Of course, not all sides even agree that healthcare reform truly induces corporate consolidation. The most commonly cited example of the law's role in consolidation is its support for accountable care organizations. Made up of groups of healthcare providers, ACOs receive financial rewards for working together to meet quality targets and reducing the overall healthcare costs for a specific population of Medicare patients.

FTC healthcare timeline
In an unusual move, the Justice Department and the FTC jointly developed antitrust enforcement guidance for ACOs in the Medicare Shared Savings program, defining some types of collaborative conduct that could still be illegal. The agencies also created a voluntary review process for proposed ACOs, though FTC officials said last week that they have received only a “limited” number of such requests and have issued no responses yet.

The law also supports patient-centered medical homes, a concept of collaborative physician care that relies heavily on costly electronic patient records. It mandates the establishment of pilot programs for bundled payments, which pay uniform rates for “episodes of care” rather than padding profits through individual line items in a bill. And it mandates financial penalties for lower quality care through value-based purchasing, which demands sophisticated information technology to track.

However, none of those provisions requires providers to get bigger or merge. ACOs can be formed through contracts among competitors, and hospitals and physician practices with solid management and financing can buy the technology and implement the practices to meet quality goals independently.

Dr. Donald Berwick—the former acting CMS administrator and co-author of the health reform paradigm known as the “Triple Aim,” whose concepts are incorporated in the reform law—disputed the notion that healthcare reform must lead to bigger corporations.

“The theme is cooperation. Yes, there is a ton of stuff in the Affordable Care Act that encourages better coordination of care for individuals,” Berwick said. But, he added, “cooperation is not the same as total financial integration.”

Another well-known healthcare thinker who supported the reform law, Massachusetts Institute of Technology economics professor Jonathan Gruber, disagreed with Berwick on the question of whether the Affordable Care Act encourages consolidation of providers.

Raw data:

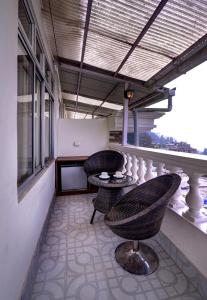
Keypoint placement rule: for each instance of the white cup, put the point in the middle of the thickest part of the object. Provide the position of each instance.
(104, 174)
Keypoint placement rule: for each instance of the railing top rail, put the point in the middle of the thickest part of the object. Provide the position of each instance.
(188, 161)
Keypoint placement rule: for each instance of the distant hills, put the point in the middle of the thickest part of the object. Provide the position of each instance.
(156, 140)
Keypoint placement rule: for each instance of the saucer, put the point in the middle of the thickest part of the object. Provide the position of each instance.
(118, 177)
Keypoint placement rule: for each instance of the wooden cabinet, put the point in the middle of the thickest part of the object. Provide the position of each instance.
(71, 177)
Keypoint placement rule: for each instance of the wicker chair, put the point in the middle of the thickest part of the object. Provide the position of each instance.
(138, 216)
(103, 161)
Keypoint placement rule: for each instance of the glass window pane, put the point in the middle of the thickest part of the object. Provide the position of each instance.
(47, 126)
(37, 115)
(47, 72)
(24, 115)
(25, 20)
(38, 51)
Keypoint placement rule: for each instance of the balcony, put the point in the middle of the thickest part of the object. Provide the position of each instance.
(65, 60)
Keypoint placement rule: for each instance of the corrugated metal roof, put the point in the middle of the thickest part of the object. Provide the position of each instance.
(161, 30)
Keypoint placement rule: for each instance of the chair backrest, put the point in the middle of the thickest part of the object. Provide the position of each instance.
(138, 215)
(151, 195)
(106, 160)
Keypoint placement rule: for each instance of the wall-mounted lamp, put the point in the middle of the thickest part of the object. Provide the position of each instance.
(129, 94)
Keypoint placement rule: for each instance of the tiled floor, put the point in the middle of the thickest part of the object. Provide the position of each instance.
(77, 262)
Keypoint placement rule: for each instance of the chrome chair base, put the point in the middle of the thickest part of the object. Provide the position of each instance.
(136, 258)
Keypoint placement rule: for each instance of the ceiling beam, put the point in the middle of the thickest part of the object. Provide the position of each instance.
(71, 65)
(106, 98)
(190, 58)
(87, 107)
(88, 15)
(142, 33)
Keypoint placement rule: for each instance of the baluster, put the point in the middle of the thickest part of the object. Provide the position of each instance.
(141, 170)
(160, 169)
(129, 165)
(149, 174)
(194, 200)
(134, 167)
(177, 199)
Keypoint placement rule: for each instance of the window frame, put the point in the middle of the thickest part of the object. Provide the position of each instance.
(39, 72)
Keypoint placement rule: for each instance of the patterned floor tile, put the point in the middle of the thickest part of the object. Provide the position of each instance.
(77, 262)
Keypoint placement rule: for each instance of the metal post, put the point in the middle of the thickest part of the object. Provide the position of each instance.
(125, 120)
(136, 128)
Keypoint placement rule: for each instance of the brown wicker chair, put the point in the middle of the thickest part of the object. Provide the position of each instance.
(138, 216)
(103, 161)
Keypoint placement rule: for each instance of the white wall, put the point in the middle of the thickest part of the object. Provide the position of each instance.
(20, 223)
(91, 135)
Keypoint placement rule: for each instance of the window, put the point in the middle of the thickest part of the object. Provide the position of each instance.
(24, 115)
(25, 20)
(37, 117)
(34, 105)
(38, 51)
(47, 72)
(48, 126)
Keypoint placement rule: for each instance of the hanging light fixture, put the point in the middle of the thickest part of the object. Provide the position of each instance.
(129, 94)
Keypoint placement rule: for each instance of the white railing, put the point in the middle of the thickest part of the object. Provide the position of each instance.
(144, 164)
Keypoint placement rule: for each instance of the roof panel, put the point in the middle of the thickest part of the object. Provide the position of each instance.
(143, 64)
(104, 52)
(121, 19)
(69, 21)
(179, 25)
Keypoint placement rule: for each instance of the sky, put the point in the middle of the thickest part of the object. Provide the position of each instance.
(188, 119)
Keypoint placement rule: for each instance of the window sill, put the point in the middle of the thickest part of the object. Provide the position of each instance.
(23, 191)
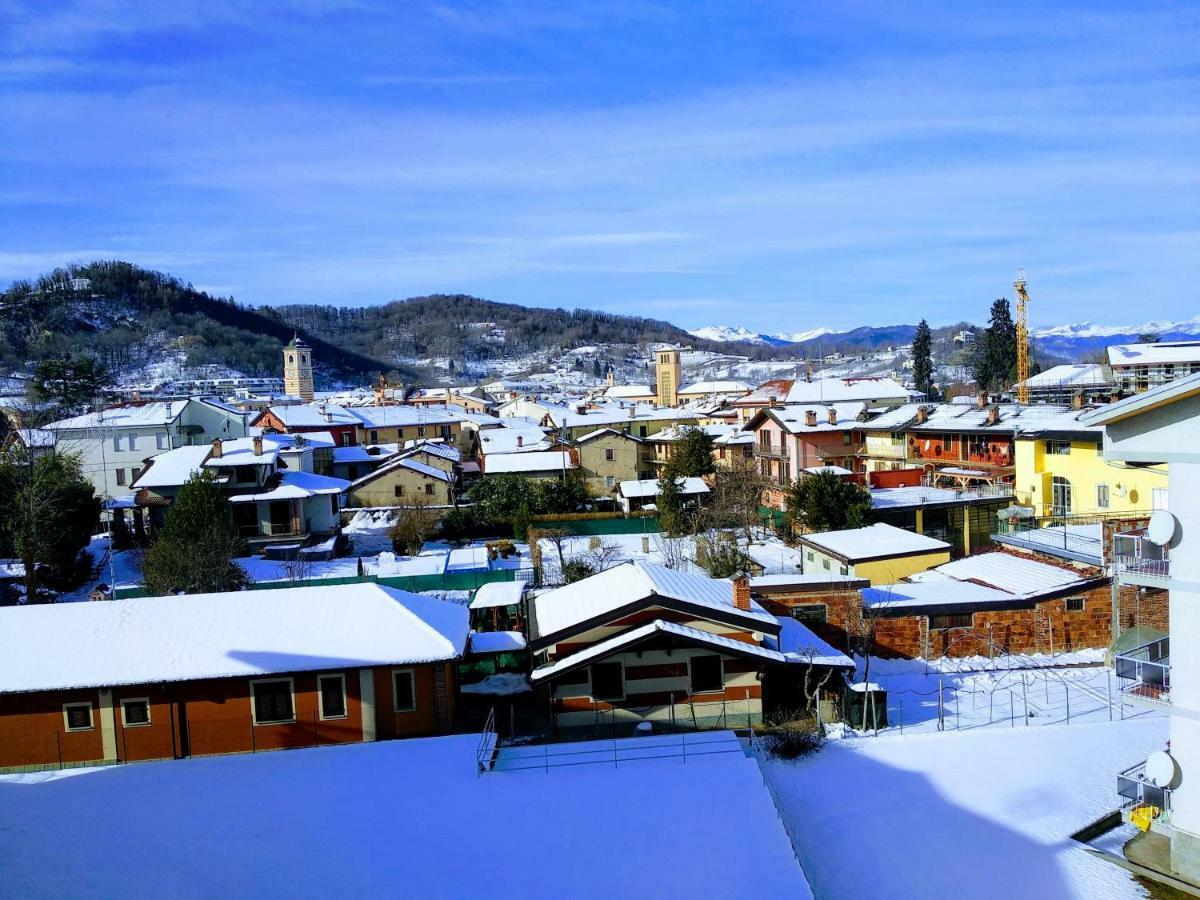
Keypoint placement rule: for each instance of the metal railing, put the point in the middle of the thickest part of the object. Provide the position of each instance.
(1135, 791)
(1145, 672)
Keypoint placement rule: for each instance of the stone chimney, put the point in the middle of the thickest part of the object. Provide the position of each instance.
(742, 593)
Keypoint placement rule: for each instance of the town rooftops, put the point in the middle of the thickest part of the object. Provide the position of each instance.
(633, 585)
(1155, 354)
(651, 487)
(228, 635)
(876, 541)
(523, 462)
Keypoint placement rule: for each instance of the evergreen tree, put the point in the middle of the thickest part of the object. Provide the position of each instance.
(195, 550)
(825, 502)
(923, 359)
(49, 514)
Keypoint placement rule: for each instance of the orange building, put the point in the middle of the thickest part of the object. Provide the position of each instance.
(219, 673)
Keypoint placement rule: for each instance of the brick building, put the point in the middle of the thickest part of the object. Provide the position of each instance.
(216, 673)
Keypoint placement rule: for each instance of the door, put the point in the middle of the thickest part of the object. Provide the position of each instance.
(1060, 497)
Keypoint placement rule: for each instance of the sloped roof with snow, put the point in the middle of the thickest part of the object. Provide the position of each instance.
(875, 541)
(600, 594)
(228, 635)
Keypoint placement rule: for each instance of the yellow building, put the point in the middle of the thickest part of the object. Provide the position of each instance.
(1063, 473)
(880, 553)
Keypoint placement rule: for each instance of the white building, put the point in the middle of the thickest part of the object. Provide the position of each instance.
(1162, 425)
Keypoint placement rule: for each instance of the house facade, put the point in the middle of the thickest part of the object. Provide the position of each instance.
(159, 678)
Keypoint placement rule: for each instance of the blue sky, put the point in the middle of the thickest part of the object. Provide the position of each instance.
(774, 166)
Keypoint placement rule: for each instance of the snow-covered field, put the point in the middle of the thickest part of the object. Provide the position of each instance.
(978, 814)
(397, 819)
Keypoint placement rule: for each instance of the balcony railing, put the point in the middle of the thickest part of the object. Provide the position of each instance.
(1145, 672)
(1137, 791)
(1137, 559)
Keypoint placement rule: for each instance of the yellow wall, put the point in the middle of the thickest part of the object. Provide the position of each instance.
(1131, 490)
(879, 571)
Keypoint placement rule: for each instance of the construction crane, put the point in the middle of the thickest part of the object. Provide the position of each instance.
(1023, 340)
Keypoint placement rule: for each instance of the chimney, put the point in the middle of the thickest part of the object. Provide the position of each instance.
(742, 593)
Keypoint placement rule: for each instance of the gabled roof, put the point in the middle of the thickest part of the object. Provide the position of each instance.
(615, 592)
(649, 630)
(227, 635)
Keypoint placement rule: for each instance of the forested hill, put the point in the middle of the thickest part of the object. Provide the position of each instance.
(127, 317)
(467, 329)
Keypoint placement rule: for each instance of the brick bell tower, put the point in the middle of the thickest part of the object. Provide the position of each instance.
(298, 370)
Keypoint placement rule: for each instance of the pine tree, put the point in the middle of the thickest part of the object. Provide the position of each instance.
(195, 550)
(923, 358)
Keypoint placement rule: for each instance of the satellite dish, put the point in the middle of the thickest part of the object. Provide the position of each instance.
(1162, 528)
(1162, 771)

What to work on: Resume the passage on healthcare reform and provider consolidation, starting right after its final sentence. The records have no connection to the passage on healthcare reform and provider consolidation.

Answer section:
“I think it probably does, in the sense that the idea of the law is to move toward more integrated care and more bundled care, and that happens more naturally in consolidated entities,” said Gruber, who is also director of the National Bureau of Economic Research's Health Care Program.

But the federal inducements toward corporate consolidations extend beyond the reform law. For example, the anti-kickback statute and the Stark law create huge potential legal risks for hospitals working with nonemployed physicians. And antitrust laws prohibit independent providers from negotiating jointly with payers unless they can credibly argue the arrangement falls within a “safety zone” for clinical integration.

And then there's federal payment policy. Pate, who is a lawyer and a physician in addition to being president and CEO of Idaho's largest nongovernment employer, St. Luke's Health System, said Congress' ever-looming threat to cut physicians' and hospitals' Medicare rates also drives mergers.

“All the healthcare providers are bracing because we know that the cuts are coming,” Pate said, mentioning the debates over the Medicare sustainable growth-rate formula for physicians and the threat of a 2% across-the-board cut in Medicare rates under the Budget Control Act of 2011. “If that's the case, and you want to weather that storm, what you do is you achieve size that allows you to leverage your cost. … Consolidation is a natural response to threatened cuts.”

Pate lamented that providers cannot ever know with total certainty whether any given transaction will be challenged by the government. “You can't know ahead of time whether something is or is not OK,” he said. “There are certain extremes where you can know if something is extreme or perfectly OK, but there is a wide range of possibilities in between.”